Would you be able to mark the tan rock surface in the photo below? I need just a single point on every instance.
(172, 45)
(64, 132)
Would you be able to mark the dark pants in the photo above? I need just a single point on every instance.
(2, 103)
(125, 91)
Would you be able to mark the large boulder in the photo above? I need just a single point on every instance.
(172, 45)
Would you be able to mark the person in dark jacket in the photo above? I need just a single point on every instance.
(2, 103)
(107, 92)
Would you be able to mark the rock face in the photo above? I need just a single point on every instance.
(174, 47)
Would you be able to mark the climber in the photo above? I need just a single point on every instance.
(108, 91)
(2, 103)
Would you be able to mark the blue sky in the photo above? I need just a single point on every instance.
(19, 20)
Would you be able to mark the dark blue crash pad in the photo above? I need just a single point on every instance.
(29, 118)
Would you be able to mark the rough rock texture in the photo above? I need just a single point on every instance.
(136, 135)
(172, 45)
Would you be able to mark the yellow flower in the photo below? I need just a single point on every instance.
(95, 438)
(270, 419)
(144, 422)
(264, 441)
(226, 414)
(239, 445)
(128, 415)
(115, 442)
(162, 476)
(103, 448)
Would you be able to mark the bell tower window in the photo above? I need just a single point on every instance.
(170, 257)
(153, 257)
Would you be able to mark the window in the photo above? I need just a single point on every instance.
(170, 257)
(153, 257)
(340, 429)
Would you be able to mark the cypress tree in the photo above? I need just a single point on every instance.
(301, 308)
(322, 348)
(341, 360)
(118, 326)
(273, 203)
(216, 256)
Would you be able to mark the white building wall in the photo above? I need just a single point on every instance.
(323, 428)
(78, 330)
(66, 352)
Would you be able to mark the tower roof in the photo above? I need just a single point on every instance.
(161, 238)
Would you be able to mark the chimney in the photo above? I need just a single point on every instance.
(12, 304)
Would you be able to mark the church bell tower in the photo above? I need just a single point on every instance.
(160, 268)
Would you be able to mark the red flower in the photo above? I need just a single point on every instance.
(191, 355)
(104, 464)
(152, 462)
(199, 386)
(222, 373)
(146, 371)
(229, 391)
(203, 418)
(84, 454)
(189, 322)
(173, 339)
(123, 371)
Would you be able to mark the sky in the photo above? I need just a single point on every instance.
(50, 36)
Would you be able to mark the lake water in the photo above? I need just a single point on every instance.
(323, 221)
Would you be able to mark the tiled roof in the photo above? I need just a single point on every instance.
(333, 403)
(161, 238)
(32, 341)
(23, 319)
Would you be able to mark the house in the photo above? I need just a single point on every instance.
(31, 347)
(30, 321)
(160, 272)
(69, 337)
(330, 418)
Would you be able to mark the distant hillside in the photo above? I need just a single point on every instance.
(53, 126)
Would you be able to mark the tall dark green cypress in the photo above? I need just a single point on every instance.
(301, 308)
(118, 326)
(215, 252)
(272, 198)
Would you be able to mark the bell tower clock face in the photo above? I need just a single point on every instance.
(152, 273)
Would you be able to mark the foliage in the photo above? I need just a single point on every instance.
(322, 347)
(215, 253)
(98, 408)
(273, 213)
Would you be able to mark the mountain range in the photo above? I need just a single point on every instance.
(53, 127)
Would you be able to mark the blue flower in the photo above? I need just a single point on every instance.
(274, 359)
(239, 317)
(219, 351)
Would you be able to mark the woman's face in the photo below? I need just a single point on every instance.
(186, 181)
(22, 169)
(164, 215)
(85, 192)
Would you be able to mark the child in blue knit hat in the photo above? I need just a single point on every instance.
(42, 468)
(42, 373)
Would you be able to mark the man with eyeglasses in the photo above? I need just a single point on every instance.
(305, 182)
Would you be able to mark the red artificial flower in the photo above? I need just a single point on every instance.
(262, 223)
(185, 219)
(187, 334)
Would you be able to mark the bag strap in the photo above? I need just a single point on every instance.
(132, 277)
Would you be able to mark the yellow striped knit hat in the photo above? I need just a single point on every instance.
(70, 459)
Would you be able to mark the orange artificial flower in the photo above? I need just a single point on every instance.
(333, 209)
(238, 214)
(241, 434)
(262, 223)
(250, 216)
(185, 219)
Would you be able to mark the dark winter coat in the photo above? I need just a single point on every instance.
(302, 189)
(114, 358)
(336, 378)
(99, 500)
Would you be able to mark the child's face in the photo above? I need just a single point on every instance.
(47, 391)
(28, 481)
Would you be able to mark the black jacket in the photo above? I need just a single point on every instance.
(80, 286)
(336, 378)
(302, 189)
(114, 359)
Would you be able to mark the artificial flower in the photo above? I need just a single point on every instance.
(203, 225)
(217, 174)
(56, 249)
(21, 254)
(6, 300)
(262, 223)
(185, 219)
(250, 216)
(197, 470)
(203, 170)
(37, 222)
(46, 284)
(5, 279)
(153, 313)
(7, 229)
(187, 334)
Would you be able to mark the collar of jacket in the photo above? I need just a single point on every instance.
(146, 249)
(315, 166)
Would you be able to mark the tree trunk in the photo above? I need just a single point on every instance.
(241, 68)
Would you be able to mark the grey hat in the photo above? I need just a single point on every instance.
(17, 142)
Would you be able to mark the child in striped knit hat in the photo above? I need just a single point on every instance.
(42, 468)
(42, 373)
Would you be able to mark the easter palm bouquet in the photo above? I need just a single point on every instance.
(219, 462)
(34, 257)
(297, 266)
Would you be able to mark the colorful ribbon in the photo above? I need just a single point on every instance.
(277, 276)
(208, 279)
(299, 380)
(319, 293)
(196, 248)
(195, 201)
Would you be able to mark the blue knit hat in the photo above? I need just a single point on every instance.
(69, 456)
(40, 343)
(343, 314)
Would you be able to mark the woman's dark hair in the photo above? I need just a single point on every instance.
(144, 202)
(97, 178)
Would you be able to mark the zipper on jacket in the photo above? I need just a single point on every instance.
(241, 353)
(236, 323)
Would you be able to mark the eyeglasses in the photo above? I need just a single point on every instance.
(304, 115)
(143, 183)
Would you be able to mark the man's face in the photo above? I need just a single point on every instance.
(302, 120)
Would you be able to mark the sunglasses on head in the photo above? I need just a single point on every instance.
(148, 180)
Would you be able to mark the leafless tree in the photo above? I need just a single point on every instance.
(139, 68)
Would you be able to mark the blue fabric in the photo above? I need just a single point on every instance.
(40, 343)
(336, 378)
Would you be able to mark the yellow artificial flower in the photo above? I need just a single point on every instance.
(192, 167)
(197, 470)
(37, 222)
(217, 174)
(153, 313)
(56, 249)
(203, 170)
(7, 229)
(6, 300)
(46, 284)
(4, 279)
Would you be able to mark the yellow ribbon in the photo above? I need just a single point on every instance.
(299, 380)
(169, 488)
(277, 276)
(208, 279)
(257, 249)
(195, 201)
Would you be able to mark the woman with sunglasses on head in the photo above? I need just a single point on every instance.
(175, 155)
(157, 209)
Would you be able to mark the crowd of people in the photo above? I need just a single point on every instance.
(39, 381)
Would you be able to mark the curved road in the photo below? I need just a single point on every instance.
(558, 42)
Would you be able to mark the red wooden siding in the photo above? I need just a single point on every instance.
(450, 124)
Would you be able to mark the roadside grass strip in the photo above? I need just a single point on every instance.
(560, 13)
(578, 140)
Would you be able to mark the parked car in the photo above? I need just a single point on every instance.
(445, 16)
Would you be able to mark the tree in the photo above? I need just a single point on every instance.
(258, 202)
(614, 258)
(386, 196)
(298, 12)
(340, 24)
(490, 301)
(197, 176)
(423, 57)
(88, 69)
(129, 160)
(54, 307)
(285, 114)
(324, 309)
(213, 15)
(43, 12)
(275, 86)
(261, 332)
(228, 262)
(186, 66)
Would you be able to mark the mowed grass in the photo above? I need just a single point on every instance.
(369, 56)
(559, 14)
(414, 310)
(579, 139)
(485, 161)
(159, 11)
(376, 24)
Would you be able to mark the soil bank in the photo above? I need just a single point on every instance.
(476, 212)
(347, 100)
::::::
Please rewrite all of the material above with every "just a single point" changed to "exactly one point" and everything else left as it is.

Would you be able to mark the tan rock surface in the photo below? I need exactly one point on every instance.
(172, 45)
(64, 132)
Would you be able to mark the dark pants in the photo above? I need exactly one point on every instance.
(2, 103)
(125, 91)
Would you be able to mark the large boulder in the photo above? I need exactly one point on every instance.
(172, 45)
Would you be able to mark the person in dark jacket in the photo above? I need exactly one point on every instance.
(2, 103)
(107, 92)
Would you be able to mark the rock face in the photo above? I need exactly one point on every instance.
(174, 47)
Would you be able to mark the climber in the photo above? I need exactly one point on every instance.
(108, 91)
(2, 103)
Would you be able to mark the blue sky in the photo above? I need exactly one point on every instance.
(19, 20)
Would you be able to mark the dark blue crash pad in the photo above? I need exactly one point on every instance.
(29, 118)
Would you be able to mark the rough rock texture in the photo above? I need exactly one point on every instance.
(136, 135)
(172, 45)
Would you be able to mark the yellow flower in the photo below? I need exactly one point on every instance.
(95, 438)
(270, 419)
(144, 422)
(264, 441)
(226, 414)
(239, 445)
(128, 415)
(115, 442)
(162, 476)
(103, 448)
Would you be able to mark the bell tower window in the photo above? I need exactly one point on every instance.
(170, 257)
(153, 257)
Would you be able to mark the window in the photo above? I need exactly one point on every instance.
(170, 257)
(153, 257)
(340, 429)
Would you be able to mark the cypress tree in the photo above? I need exactly one point on every instance.
(301, 308)
(322, 348)
(341, 360)
(118, 326)
(273, 203)
(216, 256)
Would you be able to mark the white building wall in the photo above? I need exactly one point on every instance.
(323, 428)
(78, 330)
(66, 352)
Would you be able to mark the tower roof in the photo above? I need exactly one point on every instance.
(161, 238)
Would you be able to mark the chimney in the photo above? I need exactly one point on every instance.
(12, 304)
Would you be able to mark the church bell tower in the photo above? I need exactly one point on every instance.
(160, 268)
Would you be able to mark the red flower in the photo above? I need exactly one point on every instance.
(191, 355)
(104, 464)
(152, 462)
(199, 386)
(222, 373)
(146, 371)
(229, 391)
(203, 418)
(84, 454)
(189, 322)
(173, 339)
(123, 371)
Would you be able to mark the sky in the photo above? I need exactly one point on every instance.
(50, 36)
Would you be able to mark the lake water in the photo above? I need exactly one point on every instance.
(323, 221)
Would you be able to mark the tiled roof in the photo above? I need exactly one point on every instance.
(333, 403)
(161, 238)
(32, 341)
(23, 319)
Would you be able to mark the house in the photo above? I need exactly one point on every instance.
(31, 347)
(30, 321)
(160, 272)
(69, 337)
(330, 418)
Would you be able to mark the distant hillside in the photo above? I need exactly one point on every instance.
(53, 126)
Would you be able to mark the tall dark green cypress in the photo above? I need exactly one point on every instance.
(301, 308)
(118, 326)
(215, 252)
(272, 198)
Would you be able to mark the bell tower clock face in the photo above? I need exactly one point on every instance.
(152, 273)
Would you be able to mark the foliage in the photo above? I need exactly one point on every instance.
(322, 347)
(215, 253)
(98, 408)
(273, 213)
Would you be able to mark the mountain range in the photo above? I need exactly one point on every instance.
(53, 127)
Would you be able to mark the blue flower in the photo above? I need exactly one point on every instance.
(274, 359)
(239, 317)
(219, 351)
Would you be able to mark the woman's face in the photo below? I need exactly one point on every instance.
(186, 181)
(22, 169)
(164, 215)
(85, 192)
Would you be able to mark the child in blue knit hat in the photo above? I need exactly one point on every instance.
(42, 468)
(42, 373)
Would you be able to mark the man with eyeglasses in the photo above? I need exactly one point on every instance.
(305, 182)
Would you be able to mark the red artificial flower in the photo above? I need exactly one point on every instance.
(262, 223)
(185, 219)
(187, 334)
Would you be able to mark the bag strap in the photo above? I need exactly one point on every instance.
(132, 277)
Would you be able to mark the yellow striped knit hat in the photo above? I need exactly one point on every instance.
(70, 459)
Would you be able to mark the orange artificial flower in the photo above? I need exactly one point on every instance.
(333, 209)
(238, 214)
(241, 434)
(262, 223)
(250, 216)
(185, 219)
Would you be able to mark the dark winter coat in the photo above? I need exactly one point on every instance.
(302, 189)
(114, 358)
(336, 378)
(99, 500)
Would you be able to mark the child's face in the photo above? I need exactly one point on every instance.
(47, 391)
(28, 481)
Would you be able to mark the black jacket in the photo above? I need exactly one point on every instance.
(80, 286)
(336, 378)
(302, 189)
(114, 359)
Would you be able to mark the artificial flower in the photo above? I need exactly one point on every instance.
(203, 225)
(217, 174)
(56, 249)
(21, 254)
(6, 300)
(262, 223)
(185, 219)
(250, 216)
(197, 470)
(203, 170)
(37, 222)
(46, 284)
(5, 279)
(153, 313)
(7, 229)
(187, 334)
Would you be able to mark the collar of jacket in the photo above? I need exactly one point on every instance.
(146, 249)
(315, 166)
Would you be able to mark the tree trunk in the photo above? I need exactly one point on every instance.
(241, 68)
Would you be able to mark the grey hat in the photo above? I need exactly one point on every instance.
(17, 142)
Would you be able to mark the child in striped knit hat in the photo above? I need exactly one point on every instance.
(42, 468)
(42, 373)
Would you be able to mark the easter palm bouquet in the photo above? I need exactly one point on every instance.
(219, 462)
(34, 257)
(297, 266)
Would you be able to mark the colorful ribbon in the photo above? I need exactly one point on every instance.
(277, 276)
(208, 279)
(299, 380)
(319, 293)
(196, 248)
(195, 201)
Would you be able to mark the blue knit hat in the photo above? I need exactly one point on every instance.
(69, 456)
(40, 343)
(343, 314)
Would you be able to mark the woman's dark hair in the photo above? I need exactly one point on every instance.
(144, 202)
(97, 178)
Would you be able to mark the zipper on jacket in the photo above? I need exactly one point on every instance.
(241, 353)
(236, 323)
Would you be able to mark the eyeglasses in the photo above? I need exactly one point on every instance.
(304, 115)
(143, 183)
Would you be able to mark the man's face in the photo above? I need exactly one point on every instance.
(302, 120)
Would you be able to mark the sunglasses on head in the photo above? I need exactly one point on every instance.
(148, 180)
Would you be able to mark the leafless tree in the photo above? I need exactly one point on every instance.
(139, 68)
Would you be able to mark the blue fabric in the photo above? I need exactly one point on every instance.
(40, 343)
(336, 378)
Would you be able to mark the yellow artificial flower in the photo above? I need exactly one point on every instance.
(192, 167)
(197, 470)
(37, 222)
(217, 174)
(153, 313)
(56, 249)
(203, 170)
(7, 229)
(6, 300)
(46, 284)
(4, 279)
Would you be able to mark the yellow ribbon in the photo above? I need exactly one point on every instance.
(299, 380)
(169, 488)
(277, 276)
(208, 279)
(257, 249)
(195, 201)
Would you be able to mark the woman with sunglasses on head in the photo above? I need exactly one point on every instance.
(175, 155)
(157, 209)
Would you be able to mark the crowd of people in the photo above? I need exactly one point on every instance.
(39, 381)
Would you be able to mark the curved road in the photo below? I need exactly one point on every instance.
(558, 42)
Would you be able to mark the red wooden siding in the photo above? I need exactly one point on every instance.
(450, 124)
Would you be able to mark the roadside grass strip in the photo above? I need exactly one point on every instance.
(560, 13)
(578, 140)
Would you be able to mark the parked car in the photo above? I need exactly one point on every instance.
(445, 16)
Would you be able to mark the tree in the photo above? I need exactly one point on every instance.
(258, 202)
(614, 258)
(386, 196)
(298, 12)
(340, 24)
(490, 301)
(197, 176)
(423, 57)
(88, 69)
(129, 160)
(54, 307)
(285, 114)
(324, 309)
(213, 15)
(43, 12)
(275, 86)
(261, 332)
(228, 262)
(186, 66)
Would you be able to mark the mowed grass in the photo above? I need exactly one point on every instance.
(369, 56)
(559, 14)
(414, 310)
(579, 139)
(485, 161)
(159, 11)
(376, 24)
Would you be able to mark the soil bank in the photo above? I need exactly one point on every instance.
(476, 212)
(347, 100)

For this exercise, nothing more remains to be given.